**PROBLEM STATEMENT**
From the passage on calpastatin and steroid pretreatment, list every experimental system cited as evidence that calpain activation and TnI degradation are sufficient to cause myocardial dysfunction.

**SELECTED PASSAGE**
· · ·
The finding that calpastatin levels are reduced after CPB and that this reduction is prevented by steroid pretreatment is likewise unique. Although the mechanisms responsible were not examined in the present work, other studies have suggested that calpastatin may be preserved by steroids. Exposure of healthy skeletal muscle to dexamethasone results in decreased mRNA expression for both calpain and calpastatin, but activity of both is maintained (13). These findings, together with our data, suggest that steroids may prevent loss of calpastatin, although mRNA levels were not examined in the current study and thus increased transcription cannot be ruled out. Increased transcription might be suggested by the observation that the calpastatin promoter region is known to contain a cAMP response element. Calpastatin might therefore be up-regulated by steroids secondary to preservation of the β-adrenergic receptor response (27). The calpastatin promoter has not been documented to be steroid responsive.

One limitation of this study is that we cannot prove conclusively that the increased calpastatin and decreased TnI degradation we observed are directly responsible for the preservation of ventricular function in the steroid-treated animals. Steroids may in fact have other important effects in the immature heart and after CPB/DHCA, including increasing L-type calcium current (28, 29) or through antiinflammatory properties (9, 10). Nevertheless, there is significant evidence that calpain activation and TnI degradation are sufficient to cause myocardial dysfunction. Myocardial trabeculae exposed to calpain I in vitro exhibit decreased calcium responsiveness characteristic of stunned myocardium (5). Excised, arrested rat hearts subject to 12 h of cold ischemia in the presence of a calpain inhibitor retain myocardial function better than hearts not treated with inhibitor (30). Similarly, the calpain inhibitor calpeptin can block TnI degradation and preserve ventricular function in preload-injured isolated rat hearts (31). Transgenic mice that overexpress TnI(1-193) develop a cardiomyopathy, strongly suggesting that TnI degradation is sufficient to induce myocardial dysfunction (6). Preservation of intact TnI by glucocorticoids after CPB/DHCA is thus likely to be of hemodynamic benefit.
· · ·
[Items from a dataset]
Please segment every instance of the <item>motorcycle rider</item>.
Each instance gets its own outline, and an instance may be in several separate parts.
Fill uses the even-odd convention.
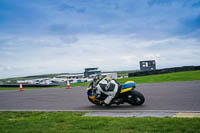
[[[101,93],[104,93],[107,95],[104,103],[106,105],[110,105],[112,99],[116,96],[118,92],[119,85],[120,84],[115,79],[112,79],[110,77],[99,78],[96,85],[96,98],[100,97]]]

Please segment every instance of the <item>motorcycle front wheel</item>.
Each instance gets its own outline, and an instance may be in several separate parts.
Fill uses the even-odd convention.
[[[142,105],[145,101],[144,95],[136,90],[130,91],[127,94],[128,103],[131,105]]]

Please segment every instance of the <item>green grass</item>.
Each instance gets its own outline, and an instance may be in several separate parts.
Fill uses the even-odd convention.
[[[0,133],[200,133],[199,118],[112,118],[83,114],[0,112]]]
[[[161,82],[200,80],[200,70],[117,79],[117,81],[119,81],[120,84],[123,84],[123,83],[125,83],[126,81],[129,81],[129,80],[133,80],[137,84],[138,83],[142,84],[142,83],[161,83]],[[88,85],[88,82],[74,83],[74,84],[71,84],[71,87],[87,86],[87,85]],[[67,85],[56,86],[55,88],[66,87],[66,86]],[[0,87],[0,90],[17,90],[17,89],[19,89],[19,88],[18,87],[12,87],[12,88]],[[38,88],[38,87],[31,87],[31,88],[26,87],[24,89],[40,89],[40,88]]]

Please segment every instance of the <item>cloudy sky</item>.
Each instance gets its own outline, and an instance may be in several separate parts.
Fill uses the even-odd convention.
[[[200,0],[0,0],[0,78],[200,65]]]

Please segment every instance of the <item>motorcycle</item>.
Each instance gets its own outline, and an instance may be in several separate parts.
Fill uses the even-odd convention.
[[[96,80],[93,80],[88,85],[88,100],[95,105],[103,105],[107,95],[102,93],[101,96],[98,98],[95,96],[97,84],[98,82]],[[131,105],[142,105],[145,101],[144,95],[139,91],[136,91],[135,88],[136,83],[134,81],[127,81],[124,84],[120,85],[118,88],[118,92],[115,98],[113,98],[111,104],[120,105],[128,103]]]

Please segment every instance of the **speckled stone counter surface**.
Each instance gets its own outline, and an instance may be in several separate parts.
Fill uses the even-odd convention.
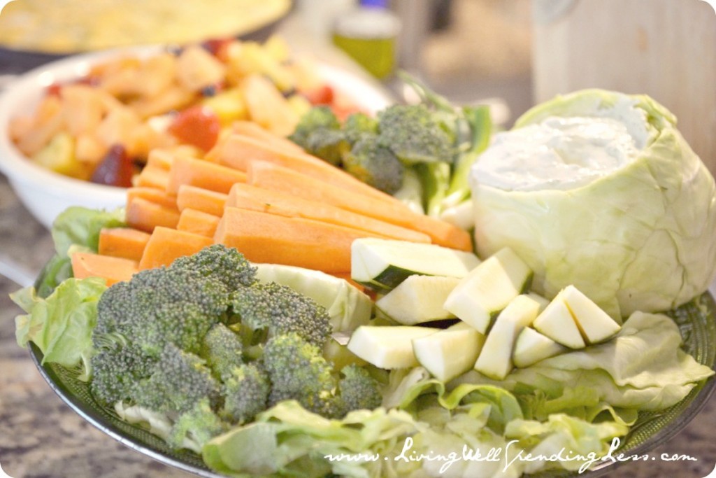
[[[37,271],[52,254],[49,234],[27,212],[0,176],[0,253]],[[190,476],[114,441],[67,407],[44,381],[28,351],[15,343],[19,310],[8,294],[18,288],[0,277],[0,465],[13,478],[165,478]],[[667,462],[687,454],[695,461]],[[647,462],[629,463],[609,477],[701,478],[716,464],[716,402]],[[3,474],[0,473],[0,478]]]

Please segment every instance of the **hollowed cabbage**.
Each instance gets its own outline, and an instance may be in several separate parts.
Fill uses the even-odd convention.
[[[573,284],[628,316],[673,308],[714,279],[714,178],[648,96],[587,90],[538,105],[470,181],[478,254],[511,247],[547,297]]]

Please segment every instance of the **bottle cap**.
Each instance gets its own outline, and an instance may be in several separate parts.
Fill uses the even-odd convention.
[[[387,0],[360,0],[361,6],[369,8],[384,9],[387,8]]]

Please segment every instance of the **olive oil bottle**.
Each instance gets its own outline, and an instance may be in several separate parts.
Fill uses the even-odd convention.
[[[336,19],[333,43],[375,77],[389,77],[395,68],[400,21],[386,0],[361,0]]]

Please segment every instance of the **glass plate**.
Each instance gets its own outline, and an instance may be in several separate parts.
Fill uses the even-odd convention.
[[[713,297],[706,292],[668,315],[679,325],[684,338],[684,350],[700,363],[713,368],[716,358],[716,303]],[[206,478],[223,476],[207,468],[199,455],[186,450],[173,450],[158,436],[139,426],[122,421],[113,410],[102,406],[95,400],[88,384],[77,380],[76,373],[54,363],[41,365],[42,353],[32,343],[30,353],[52,390],[72,410],[98,429],[165,464]],[[642,455],[669,440],[701,411],[713,392],[714,383],[714,377],[711,377],[695,387],[674,406],[658,412],[639,414],[637,424],[622,440],[619,452]],[[603,462],[579,476],[602,476],[620,464],[622,464],[619,462]],[[576,472],[564,472],[534,476],[562,478],[577,475]]]

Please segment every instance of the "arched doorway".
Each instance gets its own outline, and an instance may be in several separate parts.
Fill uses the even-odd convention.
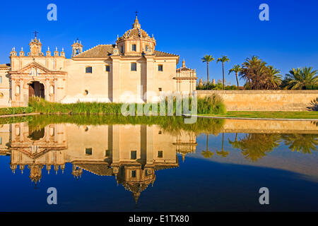
[[[29,98],[31,97],[45,98],[44,85],[38,81],[32,82],[29,85]]]

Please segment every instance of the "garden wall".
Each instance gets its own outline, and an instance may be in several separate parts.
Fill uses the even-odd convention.
[[[223,100],[228,111],[306,111],[318,97],[318,90],[196,90],[198,97],[213,93]]]

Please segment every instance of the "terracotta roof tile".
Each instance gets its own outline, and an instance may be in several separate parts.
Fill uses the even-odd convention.
[[[107,57],[112,54],[114,44],[99,44],[81,54],[74,56],[73,58],[80,57]]]
[[[0,64],[0,68],[9,68],[10,64]]]
[[[179,56],[179,55],[176,55],[176,54],[170,54],[167,52],[161,52],[161,51],[158,51],[158,50],[155,50],[155,55],[156,56]]]

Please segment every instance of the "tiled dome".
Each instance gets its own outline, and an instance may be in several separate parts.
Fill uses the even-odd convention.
· · ·
**RESPONSE TO THE TASK**
- Myocardial trabeculae exposed to calpain I in vitro
- Excised, arrested rat hearts subject to 12 h of cold ischemia in the presence of a calpain inhibitor
- Preload-injured isolated rat hearts treated with the calpain inhibitor calpeptin
- Transgenic mice that overexpress TnI(1-193)